§ **Extrait fourni**:
La vocation de naturaliste de Gerald Durrell se mêle à son amour de Corfou pour faire revivre les souvenirs familiaux avec la fraîcheur de la fleur tout juste éclose.
Il nous raconte les aventures familiales avec truculence, malice et même parfois une touche de candeur enfantine qui ne fait qu’en renforcer l’aspect comique.

Et des aventures insolites il y en aura dans cette famille, où l’on décide de quitter l’Angleterre pour un rhume de trop. Ou de déménager du jour au lendemain car la maison familiale est soudainement trop petite pour les (nombreuses !) invitations lancées par Larry pour la semaine suivante.

Les expériences et découvertes du jeune Gerry aussi n’iront pas sans « quelques » mésaventures qui mettront de l’ambiance au sein de la maisonnée.

Il semblerait qu’autopsier une tortue marine décédée sur la terrasse ne soit pas une initiative très appréciée, au même titre que la domestication de pélican agressif, l’élevage de scorpions ou celui de serpents d’eau dans la baignoire.

Les adultes n’ont décidément aucun respect pour la science.

Des yeux de l’enfant à la plume de l’auteur, la magie reste intacte.
Dans ce récit empli de poésie, d’humour et de tendresse vibre un grand cri d’amour tout à la fois pour sa famille et pour la richesse de la terre qui a bercé son enfance.

Une trilogie qui se termine dans une joyeuse apothéose, qui nous laisse aussi heureux que tristes de devoir alors faire nos adieux à cette insolite famille.

Gerald Durrell est mort en 1995, non sans avoir milité ardemment pour la préservation de la diversité de la vie sauvage et la sauvegarde d’espèces menacées.

§ **Consignes de travail**:
A) Indiquez si chaque affirmation concorde avec l’extrait fourni, par oui ou par non, en citant à l’identique les mots de l’extrait qui permettent de trancher. (i) La famille quitte l’Angleterre à cause d’un rhume. (ii) Gerald Durrell est mort en 1995. (iii) Le récit est présenté comme le premier volet d’une trilogie.
B) Recopiez tel quel le passage de l’extrait fourni qui va de « Des yeux de » jusqu’à « bercé son enfance. ».

§ **Extrait des données**:

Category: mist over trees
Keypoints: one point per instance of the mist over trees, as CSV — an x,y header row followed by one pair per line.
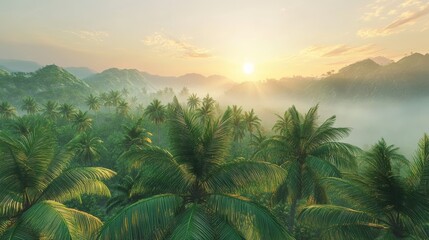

§ **Liste des réponses**:
A)
(i) Oui : « où l’on décide de quitter l’Angleterre pour un rhume de trop »
(ii) Oui : « Gerald Durrell est mort en 1995 »
(iii) Non : « Une trilogie qui se termine dans une joyeuse apothéose »

B)
Des yeux de l’enfant à la plume de l’auteur, la magie reste intacte.
Dans ce récit empli de poésie, d’humour et de tendresse vibre un grand cri d’amour tout à la fois pour sa famille et pour la richesse de la terre qui a bercé son enfance.